No entanto, se abandonarmos o ponto de vista das relações internacionais e adotarmos o ponto de vista de classe, os imperialismos do Norte, do Sul e do Leste se assemelham, pois todos exploram mulheres, operários, imigrantes e colonizados, reprimem as minorias dentro de seus Estados e se apropriam de recursos humanos e materiais fora deles. São governados por oligarquias mafiosas e não apenas no Leste (na Itália não se vota há anos porque as oligarquias financeiras ocuparam o Estado, na França elas se organizaram melhor e conseguiram eleger um presidente da República banqueiro), destruíram o pouco de democracia existente, que não era uma concessão do poder já que foi conquistada à força pelas lutas, como o sufrágio universal.
Eliminado o conflito, a democracia desapareceu porque ela não é de modo algum uma criatura do capitalismo. Como sempre, os mais hipócritas são os ocidentais que, para exportar seu modelo, não hesitaram em demoli-lo dentro de seus próprios países. O resultado é o fascismo, o racismo e o sexismo internos, conseguindo fazer com que Donald Trump, que já está pronto para se vingar (ou alguém por ele), chegue à Casa Branca, ao passo que na França, pátria dos direitos humanos, a extrema direita obteve 42% dos votos na última eleição presidencial.
A Ucrânia não é em nada diferente dos outros Estados do antigo Pacto de Varsóvia, como Hungria, Polônia etc.: governo institucional de direita (com componentes fascistas), à sombra das oligarquias, políticas neoliberais, repressão da “esquerda”, homofobia, sexismo, privatização das terras agrícolas, as riquezas mais importantes do país vendidas a multinacionais agroalimentares e legislação contra o trabalho. Tudo isso sob o controle e direção da OTAN, dos Estados Unidos e da Inglaterra.
Muito atento às lutas de liberação nacional, Lênin dizia que é preciso defender o direito à autodeterminação das nações e minorias nacionais mesmo sendo governadas pela direita, exceto no caso de se tornarem instrumento dos imperialismos.
Mas quais classes estão em jogo? As classes que dirigem os imperialismos operaram uma integração estratégica progressiva do capital e do Estado. Em vez de pensar o Estado e o capital como duas entidades separadas, este livro utiliza o conceito de máquina bicéfala Estado-capital. Juntos constituem um dispositivo que produz, “governa”, faz guerra, mesmo que com tensões internas, quando a potência soberana e o lucro não coincidem. Integram-se progressivamente, mas sem nunca se identificarem. Para analisar o funcionamento desses imperialismos e de suas classes dirigentes, é necessário voltar (o 5º capítulo será dedicado ao tema) à definição do capital e do Estado e à relação entre ambos, a qual foi caricaturada pelos discursos sobre a globalização: supremacia do capital sobre o Estado, transposição das fronteiras, superação do imperialismo, crise da soberania, automatismos das finanças.
+---+
**TAREFAS PROPOSTAS**:
**A)** Altere o trecho do texto sobre os imperialismos que começa com as palavras "A Ucrânia não" e termina com "instrumento dos imperialismos.", pondo "Aliança Atlântica" no lugar de "OTAN".
**B)** Responda com base no texto sobre os imperialismos:
(i) Que porcentagem dos votos a extrema direita teve na França na última eleição presidencial?
(ii) Segundo o texto, por que na Itália não se vota há anos?
(iii) Que conceito o livro usa em vez de pensar o Estado e o capital como duas coisas separadas?
**C)** Siga escrevendo o texto sobre os imperialismos a partir do ponto em que ele termina.

**LISTA DE REGISTROS**:
+---+
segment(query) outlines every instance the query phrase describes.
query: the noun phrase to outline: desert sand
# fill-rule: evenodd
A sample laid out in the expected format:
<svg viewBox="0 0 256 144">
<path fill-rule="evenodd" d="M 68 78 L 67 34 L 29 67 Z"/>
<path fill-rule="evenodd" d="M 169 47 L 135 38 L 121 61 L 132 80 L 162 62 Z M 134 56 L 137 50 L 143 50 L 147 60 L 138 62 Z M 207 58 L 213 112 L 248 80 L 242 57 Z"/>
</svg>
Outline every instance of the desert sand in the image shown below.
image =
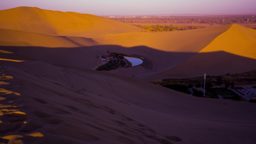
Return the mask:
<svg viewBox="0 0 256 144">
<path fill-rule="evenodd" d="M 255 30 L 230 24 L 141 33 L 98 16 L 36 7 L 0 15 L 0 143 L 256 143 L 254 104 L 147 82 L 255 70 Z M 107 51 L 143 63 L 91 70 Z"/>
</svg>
+---+
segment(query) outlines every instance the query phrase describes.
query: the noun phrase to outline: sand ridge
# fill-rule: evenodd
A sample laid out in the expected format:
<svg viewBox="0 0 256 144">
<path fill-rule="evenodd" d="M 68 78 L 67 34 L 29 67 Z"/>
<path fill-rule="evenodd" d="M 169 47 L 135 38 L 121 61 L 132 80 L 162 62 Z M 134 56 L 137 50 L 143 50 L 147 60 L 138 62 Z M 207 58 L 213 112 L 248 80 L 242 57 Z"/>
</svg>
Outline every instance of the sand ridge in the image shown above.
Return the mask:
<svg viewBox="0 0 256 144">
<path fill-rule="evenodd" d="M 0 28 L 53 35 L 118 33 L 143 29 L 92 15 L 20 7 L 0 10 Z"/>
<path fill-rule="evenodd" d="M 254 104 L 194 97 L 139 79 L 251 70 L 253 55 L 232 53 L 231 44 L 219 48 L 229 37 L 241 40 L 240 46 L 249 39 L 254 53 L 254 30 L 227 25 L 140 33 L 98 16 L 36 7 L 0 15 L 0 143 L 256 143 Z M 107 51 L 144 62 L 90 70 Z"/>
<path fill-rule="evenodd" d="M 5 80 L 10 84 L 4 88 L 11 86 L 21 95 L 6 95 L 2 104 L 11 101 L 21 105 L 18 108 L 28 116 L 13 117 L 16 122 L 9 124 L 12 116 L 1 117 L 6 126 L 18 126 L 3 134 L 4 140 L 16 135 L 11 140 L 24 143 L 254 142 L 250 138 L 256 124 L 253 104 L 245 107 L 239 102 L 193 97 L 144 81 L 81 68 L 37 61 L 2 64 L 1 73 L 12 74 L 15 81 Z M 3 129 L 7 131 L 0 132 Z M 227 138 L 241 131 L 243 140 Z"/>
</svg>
+---+
**RESPOSTAS**:
**A)**
A Ucrânia não é em nada diferente dos outros Estados do antigo Pacto de Varsóvia, como Hungria, Polônia etc.: governo institucional de direita (com componentes fascistas), à sombra das oligarquias, políticas neoliberais, repressão da “esquerda”, homofobia, sexismo, privatização das terras agrícolas, as riquezas mais importantes do país vendidas a multinacionais agroalimentares e legislação contra o trabalho. Tudo isso sob o controle e direção da Aliança Atlântica, dos Estados Unidos e da Inglaterra.
Muito atento às lutas de liberação nacional, Lênin dizia que é preciso defender o direito à autodeterminação das nações e minorias nacionais mesmo sendo governadas pela direita, exceto no caso de se tornarem instrumento dos imperialismos.

**B)**
(i) 42% dos votos.
(ii) Porque as oligarquias financeiras ocuparam o Estado.
(iii) O conceito de máquina bicéfala Estado-capital.

**C)**
Apesar de todos terem adotado o capitalismo, a gestão da relação política/economia, Estado/capital é diferente em cada país. Os objetivos e os meios empregados para atingi-los também não são os mesmos. Estamos lidando, portanto, com uma multiplicidade de centros de poder político-econômico que, com o agravamento das crises e catástrofes ecológicas, sanitárias e econômicas desencadeadas pelas políticas neoliberais, lutam há um séculopara se apropriar de mercados e de recursos materiais e humanos, a fim de impor as próprias regras e a própria moeda.
Em suma, ainda temos de lidar com os imperialismos, que estão se confrontando com armas, com a economia, com a comunicação, com a logística e com a cultura, portanto, com a guerra “total”. No entanto, o conflito de 1914-18 já era total, aliás, é ele que constitui até hoje a matriz do que está acontecendo (análise desenvolvida no 2º capítulo).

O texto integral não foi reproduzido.